# Raw records start
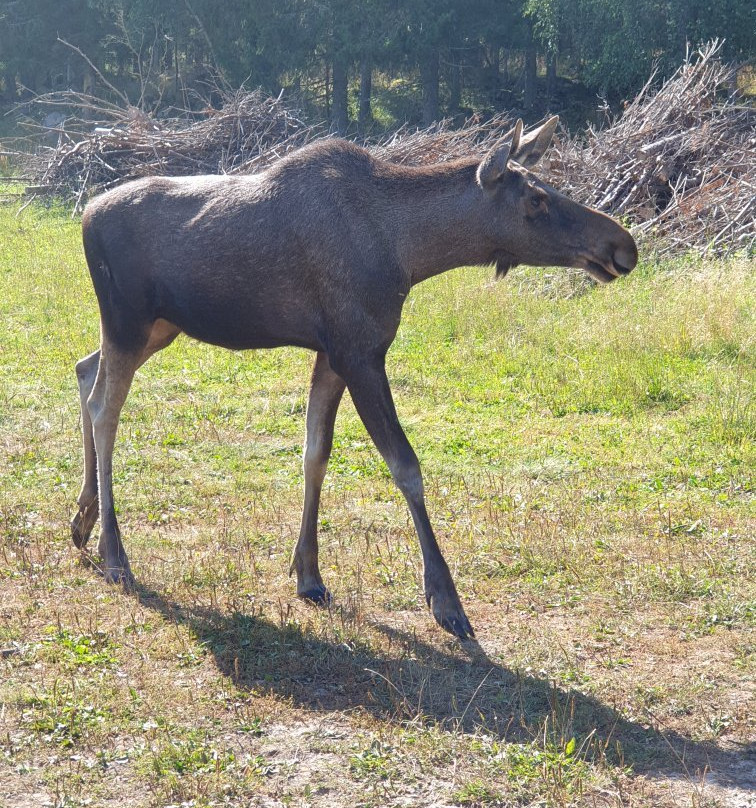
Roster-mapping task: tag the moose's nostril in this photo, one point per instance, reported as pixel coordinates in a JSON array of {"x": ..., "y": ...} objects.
[
  {"x": 625, "y": 258},
  {"x": 622, "y": 270}
]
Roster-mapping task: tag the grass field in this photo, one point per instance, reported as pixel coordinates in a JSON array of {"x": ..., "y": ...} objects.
[{"x": 588, "y": 455}]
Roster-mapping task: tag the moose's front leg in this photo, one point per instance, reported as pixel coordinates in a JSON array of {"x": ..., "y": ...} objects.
[
  {"x": 326, "y": 389},
  {"x": 371, "y": 394}
]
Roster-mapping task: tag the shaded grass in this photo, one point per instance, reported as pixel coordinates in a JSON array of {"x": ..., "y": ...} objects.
[{"x": 588, "y": 454}]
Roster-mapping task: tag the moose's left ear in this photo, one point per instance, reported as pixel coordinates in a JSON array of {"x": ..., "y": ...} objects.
[
  {"x": 494, "y": 164},
  {"x": 533, "y": 145}
]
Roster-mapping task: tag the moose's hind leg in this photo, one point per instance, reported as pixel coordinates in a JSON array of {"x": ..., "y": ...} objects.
[
  {"x": 114, "y": 376},
  {"x": 89, "y": 506}
]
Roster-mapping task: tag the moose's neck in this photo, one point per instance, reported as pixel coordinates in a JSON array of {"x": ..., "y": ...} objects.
[{"x": 439, "y": 222}]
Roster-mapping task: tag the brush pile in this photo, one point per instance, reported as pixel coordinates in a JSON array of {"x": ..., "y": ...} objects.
[
  {"x": 249, "y": 131},
  {"x": 679, "y": 163}
]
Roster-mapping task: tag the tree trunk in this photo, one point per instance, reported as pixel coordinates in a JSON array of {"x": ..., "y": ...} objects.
[
  {"x": 340, "y": 109},
  {"x": 429, "y": 81},
  {"x": 530, "y": 71},
  {"x": 551, "y": 66},
  {"x": 455, "y": 85},
  {"x": 366, "y": 89}
]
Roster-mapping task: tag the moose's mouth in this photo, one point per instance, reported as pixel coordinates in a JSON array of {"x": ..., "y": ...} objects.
[{"x": 603, "y": 275}]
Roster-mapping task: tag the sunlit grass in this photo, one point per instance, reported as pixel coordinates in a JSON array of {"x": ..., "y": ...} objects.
[{"x": 588, "y": 456}]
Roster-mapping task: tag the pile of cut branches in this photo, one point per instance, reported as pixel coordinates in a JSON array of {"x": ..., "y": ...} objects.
[
  {"x": 249, "y": 130},
  {"x": 679, "y": 163}
]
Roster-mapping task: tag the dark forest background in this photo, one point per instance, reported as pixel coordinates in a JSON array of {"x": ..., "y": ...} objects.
[{"x": 364, "y": 65}]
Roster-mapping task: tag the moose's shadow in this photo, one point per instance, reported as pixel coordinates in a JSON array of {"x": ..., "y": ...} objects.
[{"x": 462, "y": 689}]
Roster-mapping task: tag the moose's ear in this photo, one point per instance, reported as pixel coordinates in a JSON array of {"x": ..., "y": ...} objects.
[
  {"x": 494, "y": 164},
  {"x": 532, "y": 147}
]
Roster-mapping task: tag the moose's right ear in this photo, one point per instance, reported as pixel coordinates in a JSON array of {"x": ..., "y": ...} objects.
[{"x": 494, "y": 164}]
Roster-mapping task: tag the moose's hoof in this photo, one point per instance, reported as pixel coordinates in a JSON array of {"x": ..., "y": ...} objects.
[
  {"x": 121, "y": 576},
  {"x": 318, "y": 595},
  {"x": 449, "y": 614}
]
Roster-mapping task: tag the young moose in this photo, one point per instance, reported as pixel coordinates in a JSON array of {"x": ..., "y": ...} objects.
[{"x": 319, "y": 251}]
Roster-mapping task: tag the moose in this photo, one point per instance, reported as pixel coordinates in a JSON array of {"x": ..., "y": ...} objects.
[{"x": 318, "y": 251}]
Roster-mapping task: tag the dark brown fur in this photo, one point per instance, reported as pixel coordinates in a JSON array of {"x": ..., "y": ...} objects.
[{"x": 320, "y": 252}]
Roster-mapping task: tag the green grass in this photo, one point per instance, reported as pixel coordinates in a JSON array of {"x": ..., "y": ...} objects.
[{"x": 588, "y": 456}]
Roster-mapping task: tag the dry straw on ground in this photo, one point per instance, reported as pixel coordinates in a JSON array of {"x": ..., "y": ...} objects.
[{"x": 679, "y": 163}]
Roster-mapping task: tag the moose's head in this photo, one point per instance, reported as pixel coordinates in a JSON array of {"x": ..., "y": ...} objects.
[{"x": 532, "y": 223}]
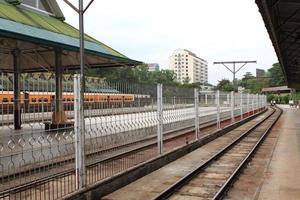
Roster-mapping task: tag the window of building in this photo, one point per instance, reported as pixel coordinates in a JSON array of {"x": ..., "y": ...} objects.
[{"x": 41, "y": 5}]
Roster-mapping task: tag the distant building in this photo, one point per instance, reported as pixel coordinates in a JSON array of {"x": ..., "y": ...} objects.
[
  {"x": 188, "y": 66},
  {"x": 277, "y": 90},
  {"x": 153, "y": 67},
  {"x": 260, "y": 73}
]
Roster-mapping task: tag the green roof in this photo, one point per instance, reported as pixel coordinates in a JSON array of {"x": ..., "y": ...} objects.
[{"x": 17, "y": 22}]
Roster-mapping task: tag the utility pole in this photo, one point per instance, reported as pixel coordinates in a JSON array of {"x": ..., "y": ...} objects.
[
  {"x": 234, "y": 71},
  {"x": 80, "y": 125}
]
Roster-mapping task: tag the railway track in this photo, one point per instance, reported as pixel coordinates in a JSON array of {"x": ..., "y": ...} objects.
[
  {"x": 213, "y": 178},
  {"x": 64, "y": 169}
]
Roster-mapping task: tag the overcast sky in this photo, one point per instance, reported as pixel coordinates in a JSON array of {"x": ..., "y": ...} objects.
[{"x": 149, "y": 31}]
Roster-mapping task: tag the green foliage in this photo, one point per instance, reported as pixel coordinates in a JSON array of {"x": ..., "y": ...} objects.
[{"x": 275, "y": 76}]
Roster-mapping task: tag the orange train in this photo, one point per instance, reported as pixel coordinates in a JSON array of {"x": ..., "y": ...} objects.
[{"x": 44, "y": 101}]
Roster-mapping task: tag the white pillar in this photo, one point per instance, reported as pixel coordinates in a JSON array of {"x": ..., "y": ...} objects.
[
  {"x": 241, "y": 105},
  {"x": 79, "y": 137},
  {"x": 218, "y": 109},
  {"x": 196, "y": 95},
  {"x": 232, "y": 106},
  {"x": 160, "y": 119}
]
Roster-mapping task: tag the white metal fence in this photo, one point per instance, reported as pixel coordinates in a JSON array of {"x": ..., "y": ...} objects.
[{"x": 125, "y": 124}]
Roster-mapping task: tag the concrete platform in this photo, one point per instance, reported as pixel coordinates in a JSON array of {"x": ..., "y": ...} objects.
[{"x": 282, "y": 177}]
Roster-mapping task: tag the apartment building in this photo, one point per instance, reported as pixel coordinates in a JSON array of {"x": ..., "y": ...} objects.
[{"x": 188, "y": 66}]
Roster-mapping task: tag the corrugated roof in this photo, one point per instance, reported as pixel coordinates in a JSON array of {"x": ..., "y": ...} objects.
[{"x": 43, "y": 26}]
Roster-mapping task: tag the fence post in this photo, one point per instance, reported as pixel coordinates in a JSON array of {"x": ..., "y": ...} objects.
[
  {"x": 248, "y": 102},
  {"x": 257, "y": 101},
  {"x": 160, "y": 119},
  {"x": 241, "y": 104},
  {"x": 79, "y": 137},
  {"x": 196, "y": 95},
  {"x": 218, "y": 109},
  {"x": 252, "y": 103},
  {"x": 232, "y": 101}
]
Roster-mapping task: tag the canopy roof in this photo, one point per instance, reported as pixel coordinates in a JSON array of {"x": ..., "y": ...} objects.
[
  {"x": 37, "y": 35},
  {"x": 282, "y": 20}
]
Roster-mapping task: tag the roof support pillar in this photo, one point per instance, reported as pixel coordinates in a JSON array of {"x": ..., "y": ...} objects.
[
  {"x": 59, "y": 116},
  {"x": 17, "y": 94}
]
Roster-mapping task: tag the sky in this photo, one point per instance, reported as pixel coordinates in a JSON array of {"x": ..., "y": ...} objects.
[{"x": 149, "y": 31}]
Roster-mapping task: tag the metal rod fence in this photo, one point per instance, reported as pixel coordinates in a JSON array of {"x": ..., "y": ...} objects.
[{"x": 121, "y": 130}]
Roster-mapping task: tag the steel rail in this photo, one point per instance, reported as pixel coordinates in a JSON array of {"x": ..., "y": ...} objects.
[
  {"x": 230, "y": 181},
  {"x": 58, "y": 162},
  {"x": 188, "y": 177},
  {"x": 67, "y": 172}
]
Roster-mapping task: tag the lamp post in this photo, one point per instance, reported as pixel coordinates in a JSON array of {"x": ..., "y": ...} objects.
[
  {"x": 79, "y": 120},
  {"x": 234, "y": 71}
]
# Raw records end
Short problem: Copy out the rows from the line with "Roster-mapping task: tag the apartment" through the last row, both included, with the requests too. Scale every x and y coordinate in the answers by 0.85 and round each to a whole number, halves up.

Finished answer:
Roster-mapping task: tag the apartment building in this photo, one point per instance, reported as pixel coordinates in a JSON array of {"x": ..., "y": ...} objects.
[{"x": 160, "y": 56}]
Roster-mapping task: tag the corrugated roof in this photo, one point per instance, reported as pixel coordinates in a JSON array of {"x": ..., "y": ...} objects.
[{"x": 37, "y": 22}]
Roster-mapping task: tag the fence post in this photo, one point per instance, reported as pixel coordinates in a JSON array of {"x": ..., "y": ...} objects.
[
  {"x": 211, "y": 87},
  {"x": 218, "y": 86},
  {"x": 136, "y": 101},
  {"x": 205, "y": 88},
  {"x": 67, "y": 116},
  {"x": 167, "y": 81},
  {"x": 185, "y": 93},
  {"x": 214, "y": 88},
  {"x": 197, "y": 86}
]
Roster-mapping task: tag the canopy roof in this photo, one point per instance, reported as pixel coordinates in a JSON array of {"x": ..., "y": ...} objects.
[
  {"x": 31, "y": 30},
  {"x": 240, "y": 17}
]
Roster-mapping task: tag the roof support pillar in this photo, one point per instance, reported as pixel coordinates in a JSON array of {"x": ..., "y": ...} objects.
[
  {"x": 50, "y": 99},
  {"x": 14, "y": 80}
]
Roster-mapping task: tag the sky in this photo, one point per instance, reported as pixel coordinates in a JSON array of {"x": ..., "y": ...} objects.
[{"x": 127, "y": 26}]
Roster-mapping task: tag the metal rod fence in this photo, one point per instance, reported as pixel coordinates in a JSON array of {"x": ..., "y": ...} objects.
[{"x": 103, "y": 111}]
Roster-mapping task: tag the steel rail in this photo, one point per instance, reported as pixel coordinates in a JSON array of {"x": ..., "y": ...} objects.
[
  {"x": 196, "y": 154},
  {"x": 49, "y": 138},
  {"x": 160, "y": 150},
  {"x": 57, "y": 146}
]
Roster-mapping task: tag the lamp post in this photo, one point per instance, reported as pixel coordinates in a JSON array of {"x": ..., "y": ...} objects.
[
  {"x": 67, "y": 102},
  {"x": 199, "y": 60}
]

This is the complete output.